INSTRUCTIONS FOR THE TASK:
Leaving the images aside, transcribe all the data below exactly.

[Data items]

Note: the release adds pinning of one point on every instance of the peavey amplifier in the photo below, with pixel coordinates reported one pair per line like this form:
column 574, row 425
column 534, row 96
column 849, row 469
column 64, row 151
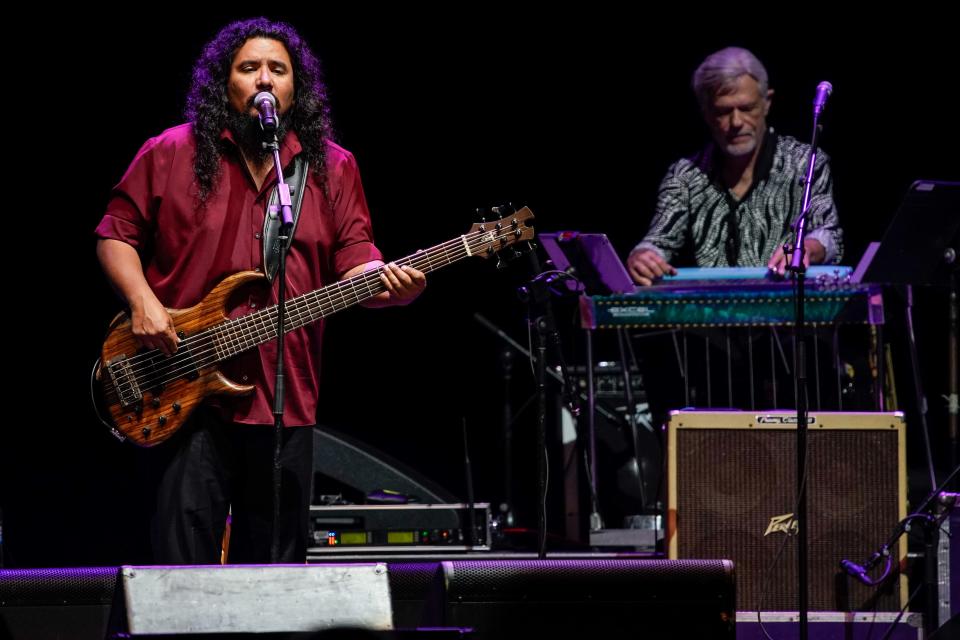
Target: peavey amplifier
column 732, row 495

SOLUTION TO THE EXERCISE:
Note: the release adds pinning of one point on every instance of the peavey amplifier in the photo below, with pixel coordinates reported one pair per line like this form:
column 574, row 425
column 534, row 96
column 849, row 469
column 64, row 151
Target: peavey amplifier
column 732, row 495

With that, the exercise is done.